(Exercise description)
Retype the lines of the records starting with the line containing "Does the above picture contain any rear wheel?" and going on through the line containing "[385, 256, 603, 370]". Keep every line exactly as it stands.

(Detection annotation records)
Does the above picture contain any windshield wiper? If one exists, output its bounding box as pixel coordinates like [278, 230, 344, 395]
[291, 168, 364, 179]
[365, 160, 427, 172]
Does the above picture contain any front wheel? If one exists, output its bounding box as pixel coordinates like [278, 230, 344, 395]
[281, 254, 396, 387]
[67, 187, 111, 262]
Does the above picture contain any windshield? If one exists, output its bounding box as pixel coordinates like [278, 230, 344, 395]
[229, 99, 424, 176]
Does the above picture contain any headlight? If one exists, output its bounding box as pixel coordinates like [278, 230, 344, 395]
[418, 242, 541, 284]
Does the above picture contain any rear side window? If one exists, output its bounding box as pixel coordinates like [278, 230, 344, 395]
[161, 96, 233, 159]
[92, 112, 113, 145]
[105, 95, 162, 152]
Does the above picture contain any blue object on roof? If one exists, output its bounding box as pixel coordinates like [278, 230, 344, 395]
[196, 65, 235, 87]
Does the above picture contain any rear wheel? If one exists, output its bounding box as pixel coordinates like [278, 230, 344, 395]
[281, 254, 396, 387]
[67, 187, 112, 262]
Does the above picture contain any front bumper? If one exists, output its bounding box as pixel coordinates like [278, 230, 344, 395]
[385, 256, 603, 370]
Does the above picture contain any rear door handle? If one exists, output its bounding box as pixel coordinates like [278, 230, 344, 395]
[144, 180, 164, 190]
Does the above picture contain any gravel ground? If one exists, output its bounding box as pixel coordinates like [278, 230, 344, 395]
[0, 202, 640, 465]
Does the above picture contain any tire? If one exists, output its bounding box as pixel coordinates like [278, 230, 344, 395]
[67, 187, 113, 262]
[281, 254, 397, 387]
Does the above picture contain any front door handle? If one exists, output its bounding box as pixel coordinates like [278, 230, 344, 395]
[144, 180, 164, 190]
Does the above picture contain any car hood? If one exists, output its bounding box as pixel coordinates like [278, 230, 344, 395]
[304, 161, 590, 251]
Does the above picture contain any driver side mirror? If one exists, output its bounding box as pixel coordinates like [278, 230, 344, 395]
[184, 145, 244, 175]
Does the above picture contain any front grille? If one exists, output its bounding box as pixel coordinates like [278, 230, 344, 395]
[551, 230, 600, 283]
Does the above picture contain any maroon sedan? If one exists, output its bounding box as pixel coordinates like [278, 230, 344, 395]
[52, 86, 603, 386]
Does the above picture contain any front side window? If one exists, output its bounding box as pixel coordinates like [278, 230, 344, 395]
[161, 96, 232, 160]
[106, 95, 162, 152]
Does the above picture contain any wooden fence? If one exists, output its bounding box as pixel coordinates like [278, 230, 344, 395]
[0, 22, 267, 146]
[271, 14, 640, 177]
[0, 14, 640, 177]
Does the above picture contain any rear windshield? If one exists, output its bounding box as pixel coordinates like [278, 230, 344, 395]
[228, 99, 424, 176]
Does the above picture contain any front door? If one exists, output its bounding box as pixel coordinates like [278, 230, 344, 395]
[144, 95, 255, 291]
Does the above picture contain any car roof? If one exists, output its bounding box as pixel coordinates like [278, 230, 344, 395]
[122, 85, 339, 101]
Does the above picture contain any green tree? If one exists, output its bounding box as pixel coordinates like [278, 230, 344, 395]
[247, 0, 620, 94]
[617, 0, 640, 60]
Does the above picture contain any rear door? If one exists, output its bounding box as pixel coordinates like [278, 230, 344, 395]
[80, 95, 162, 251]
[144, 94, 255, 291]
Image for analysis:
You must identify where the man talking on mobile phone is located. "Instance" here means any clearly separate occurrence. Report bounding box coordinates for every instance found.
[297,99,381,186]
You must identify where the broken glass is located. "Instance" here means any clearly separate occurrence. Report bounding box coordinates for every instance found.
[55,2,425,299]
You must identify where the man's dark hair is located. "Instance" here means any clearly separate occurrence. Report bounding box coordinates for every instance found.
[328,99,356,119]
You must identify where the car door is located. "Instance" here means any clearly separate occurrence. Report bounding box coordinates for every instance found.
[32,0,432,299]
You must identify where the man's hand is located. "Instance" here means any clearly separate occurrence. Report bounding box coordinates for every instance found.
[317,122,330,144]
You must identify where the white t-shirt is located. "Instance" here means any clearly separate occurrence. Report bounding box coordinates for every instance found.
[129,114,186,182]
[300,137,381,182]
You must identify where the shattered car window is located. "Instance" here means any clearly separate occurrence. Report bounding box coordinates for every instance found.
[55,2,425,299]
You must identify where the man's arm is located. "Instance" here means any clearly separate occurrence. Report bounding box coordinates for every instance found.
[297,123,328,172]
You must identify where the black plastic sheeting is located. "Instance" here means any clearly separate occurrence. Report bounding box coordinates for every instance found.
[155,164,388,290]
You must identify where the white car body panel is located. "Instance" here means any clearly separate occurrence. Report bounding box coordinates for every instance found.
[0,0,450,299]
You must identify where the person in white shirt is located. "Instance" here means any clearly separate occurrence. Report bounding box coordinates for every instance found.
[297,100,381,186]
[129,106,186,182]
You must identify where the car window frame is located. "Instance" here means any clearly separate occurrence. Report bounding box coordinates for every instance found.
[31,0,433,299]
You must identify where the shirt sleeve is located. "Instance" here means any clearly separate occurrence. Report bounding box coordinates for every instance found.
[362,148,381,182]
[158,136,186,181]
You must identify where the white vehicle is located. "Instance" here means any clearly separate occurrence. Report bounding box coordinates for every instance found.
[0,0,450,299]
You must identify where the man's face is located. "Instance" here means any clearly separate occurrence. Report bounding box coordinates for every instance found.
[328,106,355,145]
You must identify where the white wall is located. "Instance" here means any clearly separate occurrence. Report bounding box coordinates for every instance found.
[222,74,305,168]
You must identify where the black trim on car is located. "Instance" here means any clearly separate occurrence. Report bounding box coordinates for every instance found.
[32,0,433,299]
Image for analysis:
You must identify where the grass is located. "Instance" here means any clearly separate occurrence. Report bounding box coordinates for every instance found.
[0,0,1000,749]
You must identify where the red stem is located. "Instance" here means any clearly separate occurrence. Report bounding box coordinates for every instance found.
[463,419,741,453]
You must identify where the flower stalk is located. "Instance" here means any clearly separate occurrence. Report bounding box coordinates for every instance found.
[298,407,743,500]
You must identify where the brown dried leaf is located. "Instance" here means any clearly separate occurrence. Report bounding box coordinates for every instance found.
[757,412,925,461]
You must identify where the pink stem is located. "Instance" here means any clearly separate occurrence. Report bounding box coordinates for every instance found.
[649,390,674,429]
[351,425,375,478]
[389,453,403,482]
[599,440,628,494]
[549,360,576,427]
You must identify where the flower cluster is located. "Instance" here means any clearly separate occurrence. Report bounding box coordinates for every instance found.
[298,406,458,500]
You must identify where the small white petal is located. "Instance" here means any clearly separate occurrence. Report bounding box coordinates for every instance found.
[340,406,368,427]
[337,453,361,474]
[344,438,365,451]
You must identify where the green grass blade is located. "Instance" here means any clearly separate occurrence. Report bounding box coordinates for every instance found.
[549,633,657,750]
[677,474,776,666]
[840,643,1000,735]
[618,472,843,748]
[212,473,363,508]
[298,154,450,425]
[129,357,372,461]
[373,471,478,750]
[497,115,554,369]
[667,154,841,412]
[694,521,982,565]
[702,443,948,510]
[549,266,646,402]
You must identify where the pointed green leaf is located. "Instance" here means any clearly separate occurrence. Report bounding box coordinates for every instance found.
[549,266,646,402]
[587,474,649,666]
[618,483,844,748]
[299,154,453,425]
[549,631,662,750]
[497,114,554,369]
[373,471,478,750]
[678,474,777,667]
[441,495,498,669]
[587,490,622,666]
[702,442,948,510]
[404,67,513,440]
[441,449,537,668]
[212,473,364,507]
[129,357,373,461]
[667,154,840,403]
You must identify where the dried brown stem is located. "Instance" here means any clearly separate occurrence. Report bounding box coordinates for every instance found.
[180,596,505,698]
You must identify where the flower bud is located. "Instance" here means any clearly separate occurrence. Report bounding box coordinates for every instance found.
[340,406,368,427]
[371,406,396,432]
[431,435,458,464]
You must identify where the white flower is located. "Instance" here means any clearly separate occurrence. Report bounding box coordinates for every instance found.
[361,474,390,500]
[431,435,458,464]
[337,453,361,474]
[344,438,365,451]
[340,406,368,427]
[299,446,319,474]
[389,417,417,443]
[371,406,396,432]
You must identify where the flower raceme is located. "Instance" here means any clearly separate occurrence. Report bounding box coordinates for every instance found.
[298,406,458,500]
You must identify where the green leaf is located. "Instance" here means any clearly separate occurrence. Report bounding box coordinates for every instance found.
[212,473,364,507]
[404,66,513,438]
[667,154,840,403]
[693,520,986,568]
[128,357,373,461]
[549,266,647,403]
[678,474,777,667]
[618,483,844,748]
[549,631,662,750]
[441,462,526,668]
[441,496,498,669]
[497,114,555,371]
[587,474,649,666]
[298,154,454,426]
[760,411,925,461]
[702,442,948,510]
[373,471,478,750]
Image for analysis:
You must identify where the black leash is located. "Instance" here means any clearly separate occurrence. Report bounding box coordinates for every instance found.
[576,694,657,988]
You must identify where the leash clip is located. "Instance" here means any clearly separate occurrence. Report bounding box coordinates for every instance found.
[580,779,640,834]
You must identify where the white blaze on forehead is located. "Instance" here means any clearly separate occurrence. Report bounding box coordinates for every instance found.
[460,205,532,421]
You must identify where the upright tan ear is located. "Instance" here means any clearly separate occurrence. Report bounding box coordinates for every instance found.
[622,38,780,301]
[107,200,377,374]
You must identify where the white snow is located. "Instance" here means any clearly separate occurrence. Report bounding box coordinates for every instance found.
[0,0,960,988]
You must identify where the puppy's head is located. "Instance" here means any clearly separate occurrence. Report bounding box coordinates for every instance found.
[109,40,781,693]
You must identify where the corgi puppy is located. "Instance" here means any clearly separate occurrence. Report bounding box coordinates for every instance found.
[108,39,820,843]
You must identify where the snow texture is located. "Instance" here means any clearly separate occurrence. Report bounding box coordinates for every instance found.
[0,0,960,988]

(Exercise solution)
Does the above picture contain any rear wheel? If one exists, output its bounding box as pixel coordinates like [278, 230, 344, 395]
[281, 254, 396, 387]
[67, 187, 112, 262]
Does the above picture contain any front bumper? If one exists, output its bounding box as pixel coordinates like [278, 230, 344, 395]
[385, 256, 603, 370]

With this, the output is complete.